Start of Excerpted text
# Arizona Ridesharing legislation about your business, excludes You?



## Rubyson&sme (Dec 1, 2014)

*DRIVERS!! We don't need no stinking Driver's input in ARIZONA!* Apparently the Arizona state legislature's Insurance committee doesn't feel it needs input from drivers in Arizona. Only from "stakeholders" and "placeholders" like Uber/Lyft, Taxi co. reps. (Total Transit) and Insurance cos. In a Washington Times post there's no mention of drivers or driver's organization participating in discussions. How very odd?

[[Rep. Karen Fann, R-Prescott, is leading the talks and says most issues are close to being resolved, including the sticking point of how the new companies are insured."
The insurance committee Fann chairs approved *House Bill 2135* on a 6-1 vote on her assurance that the panel will hear full details when a final proposal is nailed down.
Representatives from the three major players told the committee they are hopeful a final deal can be reached.
"All we ask is that all companies and drivers are treated equally, and that the public is properly protected with adequate insurance," said Michael Pinckard, president of Glendale-based taxi operator Total Transit. "These are truly the only issues yet to be resolved."]]
Read more: http://www.washingtontimes.com/news...te-arizona-ridesharing-law-pro/#ixzz3SDX1VVHG
Follow us: @washtimes on Twitter
or http://www.washingtontimes.com/news/2015/feb/18/negotiations-to-update-arizona-ridesharing-law-pro/

Apparently drivers in Tucson don't get to be a "Placeholder" in these discussions either? http://www.kvoa.com/story/28134883/negotiations-to-update-arizona-ridesharing-law-progressing

This legislation will decide how your Independent Contractor business will be regulated, but I guess you don't have a* "Stake or a "Place at the table?"* I guess you don't really matter at all do you? Oh, unless of course you get involved some how.....I guess you could offer an opinion on this if you wanted to email the Arizona Reps. email address at; [email protected] _Its up to you isn't it?_

_This probably won't even get posted?_


----------



## Rich Brunelle (Jan 15, 2015)
End of Excerpted text
Start of Provided data
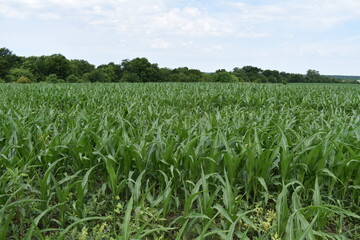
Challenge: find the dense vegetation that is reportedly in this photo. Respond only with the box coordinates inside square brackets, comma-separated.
[0, 83, 360, 240]
[0, 48, 348, 83]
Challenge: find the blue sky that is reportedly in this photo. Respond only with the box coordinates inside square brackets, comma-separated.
[0, 0, 360, 75]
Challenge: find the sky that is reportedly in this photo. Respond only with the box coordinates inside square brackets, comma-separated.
[0, 0, 360, 75]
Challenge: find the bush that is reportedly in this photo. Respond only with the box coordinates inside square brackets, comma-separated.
[16, 76, 31, 83]
[212, 71, 239, 82]
[45, 74, 59, 83]
[121, 73, 141, 82]
[66, 74, 80, 83]
[6, 68, 35, 82]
End of Provided data
[Work instructions]
a. In the ridesharing thread, by what vote did the insurance committee approve House Bill 2135?
b. For each statement, answer yes or no depending on whether the ridesharing thread agrees, and quote the words that decide it. (i) Rep. Karen Fann is leading the talks. (ii) Total Transit is based in Tucson. (iii) The Washington Times post mentions drivers taking part in the discussions.
Please rely only on the ridesharing thread, not the data.

[Answers for the tasks]
a. By a 6-1 vote.

b.
(i) Yes: "Rep. Karen Fann, R-Prescott, is leading the talks"
(ii) No: "Glendale-based taxi operator Total Transit"
(iii) No: "there's no mention of drivers or driver's organization participating in discussions"